▶ **Provided text**
Configure Cloud Storage Credentials#
Streaming dataset supports the following cloud storage providers to stream your data directly to your instance.
Amazon S3#
For an S3 bucket with public access, no additional setup is required, simply specify the S3 URI of the resource.
MosaicML platform#
For MosaicML platform users, follow the steps mentioned in the AWS S3 MCLI documentation page on how to configure the cloud provider credentials.
Others#
First, make sure the awscli
is installed, and then run aws configure
to create the config and credential files:
python -m pip install awscli
aws configure
Note
The requested credentials can be retrieved through your AWS console, typically under “Command line or programmatic access”.
Your config and credentials files should follow the standard structure output by aws configure
:
~/.aws/config
[default]
region=us-west-2
output=json
~/.aws/credentials
[default]
aws_access_key_id=AKIAIOSFODNN7EXAMPLE
aws_secret_access_key=wJalrXUtnFEMI/K7MDENG/bPxRfiCYEXAMPLEKEY
More details about the authentication can be found here.
Requester Pays Bucket#
If the bucket you are accessing is a Requester Pays bucket, then set the below environment variable by providing a bucket name. If there are more than one requester pays bucket, provide each one separated by a comma.
import os
os.environ['MOSAICML_STREAMING_AWS_REQUESTER_PAYS'] = 'streaming-bucket'
# For more than one requester pays bucket
os.environ['MOSAICML_STREAMING_AWS_REQUESTER_PAYS'] = 'streaming-bucket,another-bucket'
export MOSAICML_STREAMING_AWS_REQUESTER_PAYS='streaming-bucket'
# For more than one requester pays bucket
export MOSAICML_STREAMING_AWS_REQUESTER_PAYS='streaming-bucket,another-bucket'
Any S3 compatible object store#
For any S3 compatible object store such as Cloudflare R2, Coreweave, Backblaze b2, etc., setup your credentials as mentioned in the above Amazon S3
section. The only difference is you must set your object store endpoint url. To do this, you need to set the S3_ENDPOINT_URL
environment variable.

▶ **Data excerpts**
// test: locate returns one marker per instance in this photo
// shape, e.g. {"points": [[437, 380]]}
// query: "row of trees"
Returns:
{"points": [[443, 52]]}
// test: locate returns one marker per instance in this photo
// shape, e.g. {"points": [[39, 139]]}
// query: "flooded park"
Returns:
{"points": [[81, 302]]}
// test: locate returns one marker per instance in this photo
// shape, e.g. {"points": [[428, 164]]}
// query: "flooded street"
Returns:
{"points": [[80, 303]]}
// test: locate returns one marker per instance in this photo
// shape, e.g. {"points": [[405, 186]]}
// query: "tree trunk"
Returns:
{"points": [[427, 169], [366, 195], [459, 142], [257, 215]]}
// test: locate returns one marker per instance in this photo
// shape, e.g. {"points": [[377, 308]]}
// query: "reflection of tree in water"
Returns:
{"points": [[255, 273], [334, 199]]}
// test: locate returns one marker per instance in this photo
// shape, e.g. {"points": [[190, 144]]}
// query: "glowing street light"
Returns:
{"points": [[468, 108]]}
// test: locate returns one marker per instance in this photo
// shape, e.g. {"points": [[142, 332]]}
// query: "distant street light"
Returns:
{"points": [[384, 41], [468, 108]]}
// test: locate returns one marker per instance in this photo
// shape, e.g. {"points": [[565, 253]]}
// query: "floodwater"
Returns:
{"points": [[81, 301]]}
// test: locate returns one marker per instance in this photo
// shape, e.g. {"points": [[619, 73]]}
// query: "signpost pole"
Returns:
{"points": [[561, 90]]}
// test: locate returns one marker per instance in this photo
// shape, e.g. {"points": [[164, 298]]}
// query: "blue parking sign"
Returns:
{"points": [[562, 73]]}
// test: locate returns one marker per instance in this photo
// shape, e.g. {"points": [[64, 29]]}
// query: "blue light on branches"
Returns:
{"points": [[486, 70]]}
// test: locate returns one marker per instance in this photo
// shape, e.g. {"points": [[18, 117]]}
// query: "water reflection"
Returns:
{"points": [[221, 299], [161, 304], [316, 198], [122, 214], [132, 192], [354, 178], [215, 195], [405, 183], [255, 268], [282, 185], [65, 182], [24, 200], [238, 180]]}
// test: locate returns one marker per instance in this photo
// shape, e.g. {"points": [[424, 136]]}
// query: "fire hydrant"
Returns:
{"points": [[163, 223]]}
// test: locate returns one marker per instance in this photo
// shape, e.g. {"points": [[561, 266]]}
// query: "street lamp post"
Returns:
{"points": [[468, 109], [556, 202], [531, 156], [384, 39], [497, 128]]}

▶ **Set task 1**
Pick out each line of the listing that contains the string "flooded", matching case exactly.
▶ **Set task 2**
Carry on the cloud storage credentials page from the point where it ends.
The listing is unrelated to the cloud storage credentials page.

▶ **Right answer 1**
// query: "flooded park"
// query: "flooded street"

▶ **Right answer 2**
Below is one such example, which sets a R2 endpoint url
in your run environment.
Note
Your endpoint url is https://<accountid>.r2.cloudflarestorage.com
. The account ID can be retrieved through your Cloudflare console.
import os
os.environ['S3_ENDPOINT_URL'] = 'https://<accountid>.r2.cloudflarestorage.com'
export S3_ENDPOINT_URL='https://<accountid>.r2.cloudflarestorage.com'
Google Cloud Storage#
MosaicML platform#
For MosaicML platform users, follow the steps mentioned in the Google Cloud Storage MCLI documentation page on how to configure the cloud provider credentials.
GCP User Auth Credentials Mounted as Environment Variables#
Streaming dataset supports GCP user credentials or HMAC keys for User account. Users must set their GCP user access key
and GCP user access secret
in the run environment.
From the Google Cloud console, navigate to Google Storage
> Settings (Left vertical pane)
> Interoperability
> Service account HMAC
> User account HMAC
> Access keys for your user account
> Create a key
.
import os
os.environ['GCS_KEY'] = 'EXAMPLEFODNN7EXAMPLE'
os.environ['GCS_SECRET'] = 'wJalrXUtnFEMI/K7MDENG/bPxRfiCYEXAMPLEKEY'
export GCS_KEY='EXAMPLEFODNN7EXAMPLE'
export GCS_SECRET='wJalrXUtnFEMI/K7MDENG/bPxRfiCYEXAMPLEKEY'
GCP Application Default Credentials#
Streaming dataset supports the use of Application Default Credentials (ADC) to authenticate you with Google Cloud. When no HMAC keys are given (see above), it will attempt to authenticate using ADC. This will, in order, check
a key-file whose path is given in the
GOOGLE_APPLICATION_CREDENTIALS
environment variable.a key-file in the Google cloud configuration directory.
the Google App Engine credentials.
the GCE Metadata Service credentials.
See the Google Cloud Docs for more details.
To explicitly use the GOOGLE_APPLICATION_CREDENTIALS
(point 1 above), users must set their GCP account credentials
to point to their credentials file in the run environment.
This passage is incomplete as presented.